# Provided passage

*** Block opens ***

Dealing with toxic people simply because you share blood is not a move, family can be poison.
Agree? or disagree?
Dealing with toxic people simply because you share blood is not a move, family can be poison.
Agree? or disagree?
Agree 100% I’ve learned to distance myself from some family because of it. Not easy but i can’t live with the drama and the Rollercoaster of emotions that go along with them. I want peace of mind
Completely agree. I don’t have to, or want to be around people I don’t like.
Agree 100%
Agree. My dad’s side of the family is completely toxic to him, my mom, my brother and I. It’s especially shitty right now because they’re choosing to rear their ugly heads right around Christmas. We all want to see my grandma though. She has cancer and my dad is worried this may be her last. So we get to go play fake nice on Friday. Have a plan before you interact with those toxic people, and don’t stay longer than you feel safe to.
100% agree! Had to cut my two older sisters from my life… totally toxic. And I do not regret it one bit. No drama no bullshit no venom (poisonous bastards excuse my language) if they cause you pain in anyway, let them go. Best thing I ever did!
I agree. Familial relationships can be the most toxic and there’s a perception of obligation to accept a higher degree of crap from a relative, than from a friend or acquaintance.
resentment is a poison.
Absolutely agree. I come from a dysfunctional family. They are incredibly toxic and I don’t feel a lot of connection to my parents like I see in other families. I was forced to grow up incredibly fast as well. Wasn’t even allowed to be a normal kid. I don’t owe them anything since I’ve basically had to re-parent myself and unlearn a lot of bad things they taught me.
Me too.
Situations are toxic. Modes of thinking - ways we choose to think and behave - can be unhelpful. Ways we choose to think and behave, whether they come from our habits or something else, are choices we make and they produce the situations we live.
We can choose to change our choices, our thoughts, and our behaviours. Doing that changes our situation - and keeps us healthy.
I don’t necessarily agree as believe this to be absolutely true.
I don’t speak to at least two of my family members because of how toxic they are.
Bad treatment, no matter who is the culprit, is NOT OK ever.

*** Block closes ***

# Information shown

*** Block opens ***

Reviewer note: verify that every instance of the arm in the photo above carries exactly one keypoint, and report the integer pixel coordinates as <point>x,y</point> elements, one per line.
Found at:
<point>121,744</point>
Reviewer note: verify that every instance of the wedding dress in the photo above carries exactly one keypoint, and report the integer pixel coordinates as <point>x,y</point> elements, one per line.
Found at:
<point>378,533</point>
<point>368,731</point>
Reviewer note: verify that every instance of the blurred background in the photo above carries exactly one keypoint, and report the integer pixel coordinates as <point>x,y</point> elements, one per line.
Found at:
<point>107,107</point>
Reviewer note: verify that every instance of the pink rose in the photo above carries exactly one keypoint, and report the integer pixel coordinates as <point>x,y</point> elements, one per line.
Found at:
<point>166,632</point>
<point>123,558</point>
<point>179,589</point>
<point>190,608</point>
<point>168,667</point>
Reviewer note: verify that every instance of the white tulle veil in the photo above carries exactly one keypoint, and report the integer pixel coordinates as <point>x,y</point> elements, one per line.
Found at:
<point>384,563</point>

*** Block closes ***

# Exercise set
• A. In the forum thread, how many older sisters did one writer cut out of their life?
• B. Write out the forum thread word for word from "Situations are toxic." up to and including "NOT OK ever.".

# Numbered answers
• A. Two

• B.
Situations are toxic. Modes of thinking - ways we choose to think and behave - can be unhelpful. Ways we choose to think and behave, whether they come from our habits or something else, are choices we make and they produce the situations we live.
We can choose to change our choices, our thoughts, and our behaviours. Doing that changes our situation - and keeps us healthy.
I don’t necessarily agree as believe this to be absolutely true.
I don’t speak to at least two of my family members because of how toxic they are.
Bad treatment, no matter who is the culprit, is NOT OK ever.